Transcribe every record that appears below, exactly and in full.
[start]
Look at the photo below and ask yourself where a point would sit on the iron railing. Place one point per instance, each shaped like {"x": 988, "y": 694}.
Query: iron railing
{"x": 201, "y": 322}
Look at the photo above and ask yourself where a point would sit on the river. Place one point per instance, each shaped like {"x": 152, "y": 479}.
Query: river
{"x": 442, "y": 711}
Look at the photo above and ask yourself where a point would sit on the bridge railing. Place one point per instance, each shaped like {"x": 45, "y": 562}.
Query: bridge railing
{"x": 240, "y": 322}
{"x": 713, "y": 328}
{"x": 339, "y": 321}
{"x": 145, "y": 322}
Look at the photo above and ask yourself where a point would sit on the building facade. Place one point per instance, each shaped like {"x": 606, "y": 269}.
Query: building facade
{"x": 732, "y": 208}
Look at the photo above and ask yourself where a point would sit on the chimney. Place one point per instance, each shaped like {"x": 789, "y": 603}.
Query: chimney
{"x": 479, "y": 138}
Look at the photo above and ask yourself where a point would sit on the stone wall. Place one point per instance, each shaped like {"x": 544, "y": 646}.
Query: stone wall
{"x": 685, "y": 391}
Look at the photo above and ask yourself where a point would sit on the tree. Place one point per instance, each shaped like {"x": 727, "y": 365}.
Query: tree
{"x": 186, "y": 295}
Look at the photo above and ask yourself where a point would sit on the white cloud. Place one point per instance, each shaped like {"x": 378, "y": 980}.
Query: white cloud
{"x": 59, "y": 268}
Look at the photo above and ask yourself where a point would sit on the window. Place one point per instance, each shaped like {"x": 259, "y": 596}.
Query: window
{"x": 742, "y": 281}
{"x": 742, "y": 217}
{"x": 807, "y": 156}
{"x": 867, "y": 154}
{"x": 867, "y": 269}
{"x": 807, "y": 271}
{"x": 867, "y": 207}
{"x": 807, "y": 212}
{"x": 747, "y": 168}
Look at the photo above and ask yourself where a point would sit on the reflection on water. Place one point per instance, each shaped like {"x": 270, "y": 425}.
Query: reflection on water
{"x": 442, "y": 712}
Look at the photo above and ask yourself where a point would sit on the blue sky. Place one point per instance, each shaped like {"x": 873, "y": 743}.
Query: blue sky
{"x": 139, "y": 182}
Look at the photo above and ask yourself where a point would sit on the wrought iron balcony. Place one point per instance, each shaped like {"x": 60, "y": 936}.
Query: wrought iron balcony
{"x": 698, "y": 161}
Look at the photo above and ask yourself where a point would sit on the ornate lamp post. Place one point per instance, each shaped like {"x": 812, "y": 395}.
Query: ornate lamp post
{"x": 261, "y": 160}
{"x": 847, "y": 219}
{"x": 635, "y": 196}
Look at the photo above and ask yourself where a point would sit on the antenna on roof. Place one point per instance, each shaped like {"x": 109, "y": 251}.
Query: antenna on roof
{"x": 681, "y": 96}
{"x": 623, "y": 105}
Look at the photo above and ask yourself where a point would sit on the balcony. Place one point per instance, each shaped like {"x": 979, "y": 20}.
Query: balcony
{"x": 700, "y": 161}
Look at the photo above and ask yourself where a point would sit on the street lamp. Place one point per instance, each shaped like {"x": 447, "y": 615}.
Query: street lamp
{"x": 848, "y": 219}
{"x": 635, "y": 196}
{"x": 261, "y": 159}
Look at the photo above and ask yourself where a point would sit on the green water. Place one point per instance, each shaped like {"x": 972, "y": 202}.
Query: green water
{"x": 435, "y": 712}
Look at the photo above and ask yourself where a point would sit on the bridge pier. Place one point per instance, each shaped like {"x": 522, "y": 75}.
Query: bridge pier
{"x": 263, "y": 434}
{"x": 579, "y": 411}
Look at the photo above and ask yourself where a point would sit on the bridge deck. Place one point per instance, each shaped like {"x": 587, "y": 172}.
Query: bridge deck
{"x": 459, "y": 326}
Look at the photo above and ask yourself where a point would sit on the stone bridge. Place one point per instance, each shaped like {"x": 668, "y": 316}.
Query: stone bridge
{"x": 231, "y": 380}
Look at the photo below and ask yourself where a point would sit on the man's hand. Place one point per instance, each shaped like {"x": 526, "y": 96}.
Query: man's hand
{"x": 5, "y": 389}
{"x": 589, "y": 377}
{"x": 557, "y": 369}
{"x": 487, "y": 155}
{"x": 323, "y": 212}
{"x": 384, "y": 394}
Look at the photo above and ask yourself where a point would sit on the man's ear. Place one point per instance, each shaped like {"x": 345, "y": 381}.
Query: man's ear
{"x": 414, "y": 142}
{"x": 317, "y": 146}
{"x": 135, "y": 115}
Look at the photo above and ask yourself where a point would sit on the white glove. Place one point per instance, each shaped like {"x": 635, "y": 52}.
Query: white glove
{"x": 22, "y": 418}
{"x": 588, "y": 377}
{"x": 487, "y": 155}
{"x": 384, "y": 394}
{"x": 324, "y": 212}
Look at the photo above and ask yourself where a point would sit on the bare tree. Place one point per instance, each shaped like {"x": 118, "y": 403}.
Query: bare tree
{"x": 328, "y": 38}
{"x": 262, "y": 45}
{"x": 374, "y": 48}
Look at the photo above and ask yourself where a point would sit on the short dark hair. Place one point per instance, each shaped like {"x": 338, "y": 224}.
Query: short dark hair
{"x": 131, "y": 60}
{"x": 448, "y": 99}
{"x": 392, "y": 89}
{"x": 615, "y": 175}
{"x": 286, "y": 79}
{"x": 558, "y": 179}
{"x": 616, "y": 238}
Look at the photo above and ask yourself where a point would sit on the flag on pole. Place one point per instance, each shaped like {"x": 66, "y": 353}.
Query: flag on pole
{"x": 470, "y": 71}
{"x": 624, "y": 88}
[end]
(Output of the exercise):
Look at the photo below and ask yourself where a point would sit on the iron railing. Place one point per instance, each shaped like {"x": 988, "y": 694}.
Query: iron railing
{"x": 201, "y": 322}
Look at the photo above and ask yourself where a point would sit on the river. Place one point per instance, each shaped like {"x": 152, "y": 479}.
Query: river
{"x": 442, "y": 711}
Look at the photo above and ask yourself where a point would sit on the bridge railing. Place one point per instance, each shaped like {"x": 45, "y": 562}.
Query: bridge railing
{"x": 240, "y": 322}
{"x": 713, "y": 328}
{"x": 339, "y": 321}
{"x": 145, "y": 322}
Look at the photo above and ask yourself where a point would sit on the building facade. Place one point per instance, each shaped like {"x": 606, "y": 269}.
Query: building facade
{"x": 732, "y": 208}
Look at the photo above and ask yourself where a point would sit on the chimney. Place one point per instance, each shaped like {"x": 789, "y": 603}.
Query: chimney
{"x": 479, "y": 138}
Look at the photo above and ask yourself where a point would sit on the stone wall. Place one point per instance, each shaped like {"x": 544, "y": 646}.
Query: stone wall
{"x": 685, "y": 391}
Look at the photo above and ask yourself where a point would sit on the tree. Place one point per instance, each shaped like {"x": 727, "y": 365}.
Query: tree
{"x": 186, "y": 295}
Look at the photo above and ask yourself where a point would sit on the white cloud. Place one point per instance, each shaped like {"x": 378, "y": 980}.
Query: white cloud
{"x": 59, "y": 268}
Look at the photo above and ask yourself where a point would sit on the window. Place one point per instance, each shaped like {"x": 259, "y": 596}.
Query: window
{"x": 742, "y": 281}
{"x": 742, "y": 217}
{"x": 807, "y": 156}
{"x": 867, "y": 154}
{"x": 867, "y": 269}
{"x": 807, "y": 271}
{"x": 867, "y": 207}
{"x": 807, "y": 212}
{"x": 747, "y": 168}
Look at the photo above and ask yourself where a point would sit on the reflection on water. Place one point per instance, each shaped like {"x": 270, "y": 425}.
Query: reflection on water
{"x": 442, "y": 712}
Look at the photo above and ask yourself where a point would sit on the blue sky. Place one point per instance, each shaped like {"x": 873, "y": 743}.
Query: blue sky
{"x": 139, "y": 182}
Look at the photo above and ask yourself where a point would sit on the wrought iron balcony. Place one point per instance, each shaped like {"x": 60, "y": 936}.
Query: wrought iron balcony
{"x": 698, "y": 161}
Look at the photo above and ask yourself where a point would sit on the ornate lamp post. Place one point per instance, each shaped like {"x": 812, "y": 395}.
Query: ornate lamp post
{"x": 261, "y": 160}
{"x": 847, "y": 219}
{"x": 635, "y": 196}
Look at the photo above and ask yourself where a point would sit on the antenna on roof. Place one point per instance, each shaped like {"x": 109, "y": 251}.
Query: antenna on roof
{"x": 681, "y": 96}
{"x": 623, "y": 105}
Look at the photo above and ask yourself where a point would sit on the balcony. Place one point per instance, each shaped like {"x": 979, "y": 20}.
Query: balcony
{"x": 700, "y": 161}
Look at the photo above and ask yourself where a point would sit on the street lamp. Place one point per instance, each shaped like {"x": 447, "y": 615}.
Query: street lamp
{"x": 848, "y": 219}
{"x": 635, "y": 196}
{"x": 261, "y": 159}
Look at the photo above and ask yourself where a point would sit on the green water. Place one point per instance, each shaped like {"x": 972, "y": 202}.
Query: green water
{"x": 435, "y": 712}
Look at the photo above and ask yourself where a point would sit on the bridge pier. Place one point per instance, each shaped like {"x": 522, "y": 75}.
Query: bridge pier
{"x": 263, "y": 434}
{"x": 579, "y": 411}
Look at the photo above and ask yourself where a point would sit on the bridge deck. Place one point per instance, each shaped like {"x": 587, "y": 172}.
Query: bridge deck
{"x": 459, "y": 326}
Look at the photo above and ask yourself where a point would sit on the stone bridge. Place one point per instance, each shaped like {"x": 668, "y": 316}.
Query: stone bridge
{"x": 231, "y": 380}
Look at the photo below and ask yourself where a point would sit on the man's hand. Place one point per instance, each shaped like {"x": 526, "y": 96}.
Query: man's hand
{"x": 5, "y": 389}
{"x": 589, "y": 377}
{"x": 557, "y": 369}
{"x": 487, "y": 155}
{"x": 323, "y": 212}
{"x": 384, "y": 394}
Look at the photo above and ask yourself where a point would sit on the man's ear. Place one point per instance, each shaped like {"x": 345, "y": 381}.
Query: man's ear
{"x": 414, "y": 142}
{"x": 317, "y": 146}
{"x": 135, "y": 115}
Look at the photo above and ask yourself where a point would sit on the white glove. Place one point per instance, each shaped like {"x": 635, "y": 52}.
Query: white glove
{"x": 22, "y": 418}
{"x": 588, "y": 377}
{"x": 487, "y": 155}
{"x": 384, "y": 394}
{"x": 324, "y": 212}
Look at the photo above and ask yourself where a point would sit on the bare tree. Place one point per instance, each shaped like {"x": 118, "y": 403}.
Query: bare tree
{"x": 328, "y": 38}
{"x": 262, "y": 45}
{"x": 374, "y": 48}
Look at the photo above and ask yourself where a point would sit on the short dark hair. Place one point per instance, each shaped like {"x": 338, "y": 224}.
Query: short dark hair
{"x": 131, "y": 60}
{"x": 448, "y": 99}
{"x": 392, "y": 89}
{"x": 615, "y": 175}
{"x": 286, "y": 79}
{"x": 558, "y": 179}
{"x": 616, "y": 238}
Look at the photo above and ask yourself where a point would sit on the flag on pole. Place one point per instance, each shaped like {"x": 66, "y": 353}.
Query: flag on pole
{"x": 470, "y": 71}
{"x": 624, "y": 88}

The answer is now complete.